> _INSTRUCTIONS TO FOLLOW_
Before copying, set the images aside; then transcribe every entry below exactly.

--- LISTED RECORDS Enclosed Below ---

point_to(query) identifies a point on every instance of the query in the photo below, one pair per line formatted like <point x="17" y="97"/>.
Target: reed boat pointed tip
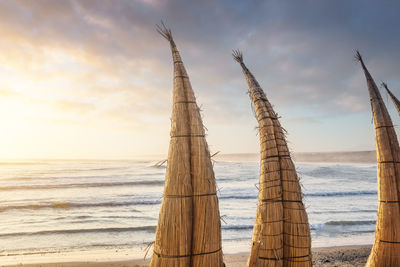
<point x="165" y="32"/>
<point x="237" y="55"/>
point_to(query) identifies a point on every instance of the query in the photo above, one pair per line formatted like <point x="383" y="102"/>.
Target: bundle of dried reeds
<point x="281" y="235"/>
<point x="386" y="249"/>
<point x="396" y="102"/>
<point x="189" y="227"/>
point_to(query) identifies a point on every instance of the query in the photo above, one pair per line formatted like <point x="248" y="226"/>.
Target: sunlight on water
<point x="64" y="205"/>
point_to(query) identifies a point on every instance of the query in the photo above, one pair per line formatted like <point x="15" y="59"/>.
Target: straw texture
<point x="189" y="227"/>
<point x="386" y="249"/>
<point x="281" y="234"/>
<point x="396" y="102"/>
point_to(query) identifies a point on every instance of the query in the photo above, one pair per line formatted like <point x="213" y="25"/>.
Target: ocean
<point x="64" y="205"/>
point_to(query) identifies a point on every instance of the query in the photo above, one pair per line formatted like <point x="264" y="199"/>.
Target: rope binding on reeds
<point x="165" y="32"/>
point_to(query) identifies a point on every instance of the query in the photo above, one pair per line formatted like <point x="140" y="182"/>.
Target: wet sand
<point x="331" y="256"/>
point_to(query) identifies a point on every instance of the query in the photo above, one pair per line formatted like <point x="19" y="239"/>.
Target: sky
<point x="93" y="79"/>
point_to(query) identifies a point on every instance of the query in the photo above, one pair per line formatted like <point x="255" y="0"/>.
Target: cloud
<point x="101" y="62"/>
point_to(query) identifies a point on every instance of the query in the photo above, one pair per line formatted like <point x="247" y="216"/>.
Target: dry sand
<point x="332" y="256"/>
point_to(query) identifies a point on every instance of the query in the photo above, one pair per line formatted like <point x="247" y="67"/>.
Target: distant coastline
<point x="339" y="157"/>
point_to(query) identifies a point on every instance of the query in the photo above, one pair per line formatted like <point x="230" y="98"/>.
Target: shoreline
<point x="354" y="255"/>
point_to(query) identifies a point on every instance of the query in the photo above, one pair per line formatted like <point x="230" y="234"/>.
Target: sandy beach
<point x="331" y="256"/>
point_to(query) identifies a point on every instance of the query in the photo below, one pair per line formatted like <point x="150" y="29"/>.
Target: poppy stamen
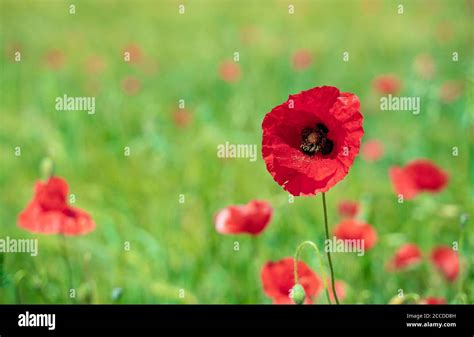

--- End of Enclosed LISTED RECORDS ---

> _ANSWER AREA_
point_to(query) identifies a point on every instance of the query in the photo below, one pair per line formatted like <point x="17" y="97"/>.
Target: reed boat pointed tip
<point x="165" y="32"/>
<point x="237" y="55"/>
point_to(query) identifies a point on every instance of the query in the photo above, one pair per line formatted like <point x="383" y="102"/>.
Target: bundle of dried reeds
<point x="281" y="235"/>
<point x="386" y="249"/>
<point x="396" y="102"/>
<point x="189" y="227"/>
point_to(query) identifies a point on every instance of the query in the photo above, one pair per line formatted like <point x="248" y="226"/>.
Target: sunlight on water
<point x="64" y="205"/>
point_to(query) identifies a point on every instance of the query in the photo above, one pair per line formatted like <point x="15" y="59"/>.
Target: straw texture
<point x="189" y="227"/>
<point x="386" y="249"/>
<point x="281" y="234"/>
<point x="396" y="102"/>
point_to(query) identifies a point on every instance of the query in the photo above, one pair per line formatted like <point x="213" y="25"/>.
Target: ocean
<point x="64" y="205"/>
point_to(query) identifies a point on every instance of the query in the photo above, one pair per line formatted like <point x="264" y="199"/>.
Target: rope binding on reeds
<point x="165" y="32"/>
point_to(query) identifies a point on every instance of the query in the photo above, one pair per line formatted like <point x="140" y="182"/>.
Target: wet sand
<point x="331" y="256"/>
point_to(query) identifies a point on every instance of the query in the photo above, one pair per line formatted like <point x="19" y="239"/>.
Target: sky
<point x="93" y="79"/>
point_to(query) identifies a point on every instance of the query in the photo above, one pair per line formatted like <point x="255" y="0"/>.
Target: cloud
<point x="101" y="62"/>
point_to(query) identifies a point on every instance of the query in the photo above, one pair per line formatted like <point x="247" y="216"/>.
Target: dry sand
<point x="332" y="256"/>
point_to(query) identifies a point on every instance of the query in the photo above, one pair per line formatted like <point x="247" y="67"/>.
Target: distant coastline
<point x="339" y="157"/>
point_to(query) identifies a point on every instance of the query in the photo above, one pair per line formatted like <point x="230" y="98"/>.
Target: shoreline
<point x="354" y="255"/>
point_to(query) identifies a point on every instance of the query in the photo above, one pair per line formatted like <point x="230" y="234"/>.
Target: sandy beach
<point x="331" y="256"/>
point_to(query) identifies a point on every instance of the query in the photo below, one pair per line formatted like <point x="150" y="29"/>.
Target: poppy stamen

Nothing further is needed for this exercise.